>> Start PAGE TEXT
There are two main consequences. First, that a portion of the pulsar phase space has not been properly searched in nearly all radio pulsar surveys, and that the inclusion of an FFA search code in all processing pipelines should now become standard practice. For that purpose, we have made our FFA implementation, riptide, publicly available. Secondly, we have discussed how the search efficiency term must be properly taken into account when trying to infer properties of the general pulsar population from the results of a pulsar search survey; we have warned against a potential misuse of the radiometer equation where the search efficiency is implicitly assumed to be equal to 1, even for an incoherent and thus less efficient search method. This leads to a significant overestimate of the sensitivity of a survey, and could have important consequences for pulsar population synthesis studies, which may also need to take into account the duty cycle dependence of the standard FFT+IHS method’s efficiency.
ACKNOWLEDGEMENTS
VM and BWS acknowledge funding from the European Research Council (ERC) under the European Union’s Horizon 2020 research and innovation programme (grant agreement No. 694745). Code benchmarks were performed on the OzSTAR national facility at Swinburne University of Technology. OzSTAR is funded by Swinburne and the National Collaborative Research Infrastructure Strategy (NCRIS). VM thanks Greg Ashton, Scott Ransom, Anne Archibald, and Kendrick Smith for useful discussions, and the organizers of the IAU symposium ‘Pulsar Astrophysics – The Next 50 Years’ for making some of these discussions possible in the first place. Finally, we thank the anonymous referee for helping considerably improve the clarity of the paper.
DATA AVAILABILITY
The discovery observation of PSR J2251–3711, used to demonstrate the peak finding algorithm implemented in riptide (Figs 5 and 6), as well as the benchmark data (Fig. 7) will be shared on reasonable request to the corresponding author.
>> End PAGE TEXT
>> Start DATA LISTING
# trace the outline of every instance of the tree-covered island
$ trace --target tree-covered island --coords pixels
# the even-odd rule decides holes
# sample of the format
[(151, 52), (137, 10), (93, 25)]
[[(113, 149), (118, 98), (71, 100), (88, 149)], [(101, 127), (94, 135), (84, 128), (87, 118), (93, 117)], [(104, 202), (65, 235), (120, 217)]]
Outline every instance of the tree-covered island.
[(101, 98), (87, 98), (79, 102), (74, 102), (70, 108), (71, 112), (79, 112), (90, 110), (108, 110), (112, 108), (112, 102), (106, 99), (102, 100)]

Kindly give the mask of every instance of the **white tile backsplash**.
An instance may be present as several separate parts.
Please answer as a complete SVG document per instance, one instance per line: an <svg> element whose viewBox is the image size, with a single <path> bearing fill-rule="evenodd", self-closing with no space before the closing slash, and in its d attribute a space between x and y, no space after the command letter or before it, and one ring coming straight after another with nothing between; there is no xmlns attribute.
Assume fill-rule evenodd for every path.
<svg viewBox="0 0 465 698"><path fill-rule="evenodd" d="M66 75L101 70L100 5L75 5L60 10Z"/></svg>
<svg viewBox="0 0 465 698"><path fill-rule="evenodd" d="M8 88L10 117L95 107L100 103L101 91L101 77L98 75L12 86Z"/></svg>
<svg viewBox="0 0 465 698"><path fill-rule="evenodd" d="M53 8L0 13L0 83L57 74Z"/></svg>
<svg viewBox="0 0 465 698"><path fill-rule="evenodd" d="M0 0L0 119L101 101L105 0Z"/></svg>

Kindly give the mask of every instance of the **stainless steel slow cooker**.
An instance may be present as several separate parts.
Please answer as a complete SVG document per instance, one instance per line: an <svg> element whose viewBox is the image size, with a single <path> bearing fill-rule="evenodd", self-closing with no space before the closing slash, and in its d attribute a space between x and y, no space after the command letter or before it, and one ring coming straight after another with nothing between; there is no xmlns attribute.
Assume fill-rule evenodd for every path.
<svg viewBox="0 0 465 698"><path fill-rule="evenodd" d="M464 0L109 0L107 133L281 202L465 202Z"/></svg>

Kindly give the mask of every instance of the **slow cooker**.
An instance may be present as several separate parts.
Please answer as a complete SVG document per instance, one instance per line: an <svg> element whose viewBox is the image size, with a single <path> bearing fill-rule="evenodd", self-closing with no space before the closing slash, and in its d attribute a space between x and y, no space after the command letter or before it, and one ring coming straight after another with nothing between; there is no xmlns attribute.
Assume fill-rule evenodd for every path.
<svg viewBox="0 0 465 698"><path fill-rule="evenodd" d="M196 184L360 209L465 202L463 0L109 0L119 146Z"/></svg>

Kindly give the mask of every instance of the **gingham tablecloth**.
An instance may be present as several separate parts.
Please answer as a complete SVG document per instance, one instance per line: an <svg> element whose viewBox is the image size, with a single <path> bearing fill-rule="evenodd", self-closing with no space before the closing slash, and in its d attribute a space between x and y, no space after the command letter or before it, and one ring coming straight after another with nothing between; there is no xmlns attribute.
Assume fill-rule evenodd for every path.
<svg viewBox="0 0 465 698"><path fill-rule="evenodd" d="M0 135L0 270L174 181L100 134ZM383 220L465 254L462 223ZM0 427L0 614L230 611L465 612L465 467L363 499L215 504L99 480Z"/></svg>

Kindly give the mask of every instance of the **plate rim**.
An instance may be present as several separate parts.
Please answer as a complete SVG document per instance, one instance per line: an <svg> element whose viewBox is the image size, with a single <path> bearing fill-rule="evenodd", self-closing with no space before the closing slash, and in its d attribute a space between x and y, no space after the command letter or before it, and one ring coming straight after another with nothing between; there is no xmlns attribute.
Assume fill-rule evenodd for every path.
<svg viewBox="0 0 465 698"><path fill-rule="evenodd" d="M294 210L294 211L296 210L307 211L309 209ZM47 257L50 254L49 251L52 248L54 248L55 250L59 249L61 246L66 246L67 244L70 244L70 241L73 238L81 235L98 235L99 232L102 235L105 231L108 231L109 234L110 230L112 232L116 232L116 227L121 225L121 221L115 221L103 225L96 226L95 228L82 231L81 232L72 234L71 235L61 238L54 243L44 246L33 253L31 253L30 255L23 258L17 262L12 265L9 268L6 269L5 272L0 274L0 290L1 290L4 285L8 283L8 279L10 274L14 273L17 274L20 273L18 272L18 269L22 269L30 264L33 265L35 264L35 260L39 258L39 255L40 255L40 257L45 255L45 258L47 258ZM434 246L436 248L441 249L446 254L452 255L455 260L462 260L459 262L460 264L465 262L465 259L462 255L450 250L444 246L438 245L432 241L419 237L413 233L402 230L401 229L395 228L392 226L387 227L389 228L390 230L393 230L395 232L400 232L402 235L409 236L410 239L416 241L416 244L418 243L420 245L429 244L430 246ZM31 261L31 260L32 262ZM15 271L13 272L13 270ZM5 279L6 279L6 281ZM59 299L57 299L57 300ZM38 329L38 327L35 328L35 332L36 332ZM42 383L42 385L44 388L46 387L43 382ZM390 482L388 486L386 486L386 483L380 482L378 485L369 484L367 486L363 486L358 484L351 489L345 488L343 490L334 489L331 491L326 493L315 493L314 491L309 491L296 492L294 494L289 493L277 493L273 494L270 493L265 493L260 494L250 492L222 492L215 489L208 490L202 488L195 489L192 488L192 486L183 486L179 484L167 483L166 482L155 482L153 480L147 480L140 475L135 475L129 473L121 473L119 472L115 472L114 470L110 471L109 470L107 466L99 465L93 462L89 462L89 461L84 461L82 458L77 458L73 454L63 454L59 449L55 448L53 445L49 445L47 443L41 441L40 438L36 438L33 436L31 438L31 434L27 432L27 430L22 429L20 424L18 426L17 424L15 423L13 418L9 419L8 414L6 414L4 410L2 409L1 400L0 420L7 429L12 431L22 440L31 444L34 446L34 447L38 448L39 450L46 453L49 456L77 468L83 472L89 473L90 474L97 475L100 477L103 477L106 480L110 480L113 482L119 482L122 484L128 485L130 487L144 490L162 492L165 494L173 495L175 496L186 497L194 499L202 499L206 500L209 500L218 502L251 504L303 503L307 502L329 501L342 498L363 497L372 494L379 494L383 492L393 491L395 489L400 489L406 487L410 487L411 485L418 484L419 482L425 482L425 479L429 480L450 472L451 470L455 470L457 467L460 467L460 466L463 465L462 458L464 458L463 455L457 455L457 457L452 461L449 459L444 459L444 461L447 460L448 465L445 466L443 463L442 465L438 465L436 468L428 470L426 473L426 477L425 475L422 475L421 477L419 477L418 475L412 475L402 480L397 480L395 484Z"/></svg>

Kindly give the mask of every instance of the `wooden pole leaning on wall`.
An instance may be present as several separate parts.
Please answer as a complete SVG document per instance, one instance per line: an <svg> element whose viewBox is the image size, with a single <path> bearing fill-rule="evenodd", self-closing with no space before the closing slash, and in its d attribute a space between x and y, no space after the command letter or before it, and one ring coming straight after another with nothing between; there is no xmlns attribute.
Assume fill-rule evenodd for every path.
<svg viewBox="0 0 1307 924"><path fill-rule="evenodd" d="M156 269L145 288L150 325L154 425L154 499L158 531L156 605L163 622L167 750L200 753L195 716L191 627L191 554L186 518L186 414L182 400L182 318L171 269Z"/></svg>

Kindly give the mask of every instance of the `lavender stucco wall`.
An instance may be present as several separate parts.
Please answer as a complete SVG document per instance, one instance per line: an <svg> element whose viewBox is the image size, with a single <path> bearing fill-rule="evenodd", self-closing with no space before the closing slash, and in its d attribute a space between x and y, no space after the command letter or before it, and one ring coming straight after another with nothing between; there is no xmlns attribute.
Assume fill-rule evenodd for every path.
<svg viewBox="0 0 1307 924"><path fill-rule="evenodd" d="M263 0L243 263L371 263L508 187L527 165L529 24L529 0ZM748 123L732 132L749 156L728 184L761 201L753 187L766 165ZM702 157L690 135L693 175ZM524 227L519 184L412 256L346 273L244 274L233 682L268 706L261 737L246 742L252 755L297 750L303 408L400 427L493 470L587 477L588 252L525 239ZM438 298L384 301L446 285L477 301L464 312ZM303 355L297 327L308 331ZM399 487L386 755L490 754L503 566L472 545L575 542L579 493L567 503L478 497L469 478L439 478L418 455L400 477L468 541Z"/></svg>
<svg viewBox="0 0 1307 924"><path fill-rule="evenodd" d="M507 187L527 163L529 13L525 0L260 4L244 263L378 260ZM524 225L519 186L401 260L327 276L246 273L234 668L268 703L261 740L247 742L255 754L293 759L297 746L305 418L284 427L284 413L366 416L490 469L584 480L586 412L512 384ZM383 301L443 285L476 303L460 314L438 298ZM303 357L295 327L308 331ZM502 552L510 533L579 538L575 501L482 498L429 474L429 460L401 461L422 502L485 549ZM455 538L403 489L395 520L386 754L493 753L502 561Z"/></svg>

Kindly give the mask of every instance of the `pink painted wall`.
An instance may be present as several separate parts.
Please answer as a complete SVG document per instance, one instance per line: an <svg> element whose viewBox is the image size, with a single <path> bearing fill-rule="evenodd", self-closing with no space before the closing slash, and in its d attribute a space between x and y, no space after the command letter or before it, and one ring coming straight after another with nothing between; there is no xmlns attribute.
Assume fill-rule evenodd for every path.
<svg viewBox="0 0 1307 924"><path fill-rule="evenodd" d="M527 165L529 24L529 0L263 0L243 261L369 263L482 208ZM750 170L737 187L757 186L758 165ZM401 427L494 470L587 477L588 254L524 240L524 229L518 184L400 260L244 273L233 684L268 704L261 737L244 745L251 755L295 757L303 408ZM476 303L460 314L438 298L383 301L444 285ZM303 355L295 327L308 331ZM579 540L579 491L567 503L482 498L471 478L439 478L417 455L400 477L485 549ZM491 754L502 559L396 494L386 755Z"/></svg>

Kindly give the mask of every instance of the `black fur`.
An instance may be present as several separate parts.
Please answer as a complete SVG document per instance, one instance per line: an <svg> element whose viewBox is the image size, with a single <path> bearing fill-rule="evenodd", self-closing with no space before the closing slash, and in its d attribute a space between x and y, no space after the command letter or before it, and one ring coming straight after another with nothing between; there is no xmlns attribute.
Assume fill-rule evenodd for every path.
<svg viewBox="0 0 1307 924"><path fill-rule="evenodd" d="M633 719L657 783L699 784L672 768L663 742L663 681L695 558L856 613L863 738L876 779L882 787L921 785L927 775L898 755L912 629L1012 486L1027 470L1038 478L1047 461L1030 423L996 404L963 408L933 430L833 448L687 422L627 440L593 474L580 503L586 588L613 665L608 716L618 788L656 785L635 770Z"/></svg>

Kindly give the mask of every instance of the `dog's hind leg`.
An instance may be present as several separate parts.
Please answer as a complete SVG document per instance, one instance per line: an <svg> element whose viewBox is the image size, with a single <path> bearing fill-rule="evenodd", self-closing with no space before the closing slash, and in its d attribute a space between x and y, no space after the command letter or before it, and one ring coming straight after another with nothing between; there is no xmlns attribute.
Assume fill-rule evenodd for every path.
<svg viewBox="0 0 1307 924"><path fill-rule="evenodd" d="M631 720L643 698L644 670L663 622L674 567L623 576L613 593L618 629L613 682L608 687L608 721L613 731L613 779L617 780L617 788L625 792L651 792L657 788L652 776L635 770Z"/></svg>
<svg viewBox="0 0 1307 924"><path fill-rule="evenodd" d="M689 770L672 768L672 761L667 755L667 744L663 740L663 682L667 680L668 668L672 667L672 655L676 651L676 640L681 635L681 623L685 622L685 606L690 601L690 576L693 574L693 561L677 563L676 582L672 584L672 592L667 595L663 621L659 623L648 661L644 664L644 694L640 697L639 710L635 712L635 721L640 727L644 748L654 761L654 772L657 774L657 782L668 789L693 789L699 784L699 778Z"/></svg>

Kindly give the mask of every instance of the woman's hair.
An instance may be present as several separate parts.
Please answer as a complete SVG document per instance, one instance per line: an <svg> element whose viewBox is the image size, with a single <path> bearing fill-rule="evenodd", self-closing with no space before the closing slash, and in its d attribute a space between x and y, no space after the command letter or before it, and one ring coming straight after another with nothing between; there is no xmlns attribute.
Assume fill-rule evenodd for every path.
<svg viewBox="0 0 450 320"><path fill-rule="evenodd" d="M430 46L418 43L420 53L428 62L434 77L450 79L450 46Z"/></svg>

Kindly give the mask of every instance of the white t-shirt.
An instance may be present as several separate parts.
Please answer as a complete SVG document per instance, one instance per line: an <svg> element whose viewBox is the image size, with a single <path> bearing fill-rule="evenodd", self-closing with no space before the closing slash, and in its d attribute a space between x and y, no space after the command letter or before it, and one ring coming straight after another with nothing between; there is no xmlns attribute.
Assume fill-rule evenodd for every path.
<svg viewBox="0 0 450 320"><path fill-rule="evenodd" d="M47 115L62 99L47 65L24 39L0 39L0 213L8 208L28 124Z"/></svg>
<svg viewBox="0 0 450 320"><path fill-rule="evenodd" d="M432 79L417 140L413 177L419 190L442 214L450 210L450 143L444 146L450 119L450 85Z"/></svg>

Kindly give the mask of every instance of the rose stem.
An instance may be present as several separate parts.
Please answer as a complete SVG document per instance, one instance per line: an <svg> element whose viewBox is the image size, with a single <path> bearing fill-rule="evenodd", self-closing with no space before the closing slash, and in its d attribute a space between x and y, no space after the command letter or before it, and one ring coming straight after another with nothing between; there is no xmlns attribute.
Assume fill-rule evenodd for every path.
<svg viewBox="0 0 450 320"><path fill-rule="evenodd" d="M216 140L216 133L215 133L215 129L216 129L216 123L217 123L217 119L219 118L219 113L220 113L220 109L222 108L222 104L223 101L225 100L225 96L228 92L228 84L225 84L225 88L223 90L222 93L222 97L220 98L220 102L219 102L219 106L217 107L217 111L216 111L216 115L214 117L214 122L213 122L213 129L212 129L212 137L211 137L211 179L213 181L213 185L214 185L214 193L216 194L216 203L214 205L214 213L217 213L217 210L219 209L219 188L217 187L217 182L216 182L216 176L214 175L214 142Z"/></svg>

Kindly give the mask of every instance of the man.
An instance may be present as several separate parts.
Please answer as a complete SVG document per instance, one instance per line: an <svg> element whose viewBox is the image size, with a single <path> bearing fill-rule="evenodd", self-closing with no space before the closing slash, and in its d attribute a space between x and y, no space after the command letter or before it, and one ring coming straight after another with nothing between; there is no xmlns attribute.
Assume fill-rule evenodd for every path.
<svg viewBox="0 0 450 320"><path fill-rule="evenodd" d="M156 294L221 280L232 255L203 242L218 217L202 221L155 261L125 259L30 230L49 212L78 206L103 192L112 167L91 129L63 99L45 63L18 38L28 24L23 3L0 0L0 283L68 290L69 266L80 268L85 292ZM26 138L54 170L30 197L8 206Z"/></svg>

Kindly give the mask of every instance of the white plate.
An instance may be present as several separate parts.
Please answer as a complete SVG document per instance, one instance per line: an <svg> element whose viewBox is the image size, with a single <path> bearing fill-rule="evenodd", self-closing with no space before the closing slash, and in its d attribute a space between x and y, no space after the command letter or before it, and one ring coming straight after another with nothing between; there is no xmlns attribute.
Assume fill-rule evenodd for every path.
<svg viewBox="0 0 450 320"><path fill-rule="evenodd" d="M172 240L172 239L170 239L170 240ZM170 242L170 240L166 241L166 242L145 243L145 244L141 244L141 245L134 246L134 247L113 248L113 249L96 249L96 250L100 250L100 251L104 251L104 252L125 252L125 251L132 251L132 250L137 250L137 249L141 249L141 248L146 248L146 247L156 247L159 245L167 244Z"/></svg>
>> End DATA LISTING
# [DIRECTIVES]
A: Quote the stretch of the pulsar search text from "ACKNOWLEDGEMENTS" through "of the paper.".
B: Lay out the stretch of the records from their first line through the line containing "99), (102, 100)]" as a numbered list, leaving out blank lines.
The pulsar search text and the records have no connection to each other.

# [SOLUTION SET]
A:
ACKNOWLEDGEMENTS
VM and BWS acknowledge funding from the European Research Council (ERC) under the European Union’s Horizon 2020 research and innovation programme (grant agreement No. 694745). Code benchmarks were performed on the OzSTAR national facility at Swinburne University of Technology. OzSTAR is funded by Swinburne and the National Collaborative Research Infrastructure Strategy (NCRIS). VM thanks Greg Ashton, Scott Ransom, Anne Archibald, and Kendrick Smith for useful discussions, and the organizers of the IAU symposium ‘Pulsar Astrophysics – The Next 50 Years’ for making some of these discussions possible in the first place. Finally, we thank the anonymous referee for helping considerably improve the clarity of the paper.

B:
1. # trace the outline of every instance of the tree-covered island
2. $ trace --target tree-covered island --coords pixels
3. # the even-odd rule decides holes
4. # sample of the format
5. [(151, 52), (137, 10), (93, 25)]
6. [[(113, 149), (118, 98), (71, 100), (88, 149)], [(101, 127), (94, 135), (84, 128), (87, 118), (93, 117)], [(104, 202), (65, 235), (120, 217)]]
7. Outline every instance of the tree-covered island.
8. [(101, 98), (87, 98), (79, 102), (74, 102), (70, 108), (71, 112), (79, 112), (90, 110), (108, 110), (112, 108), (112, 102), (106, 99), (102, 100)]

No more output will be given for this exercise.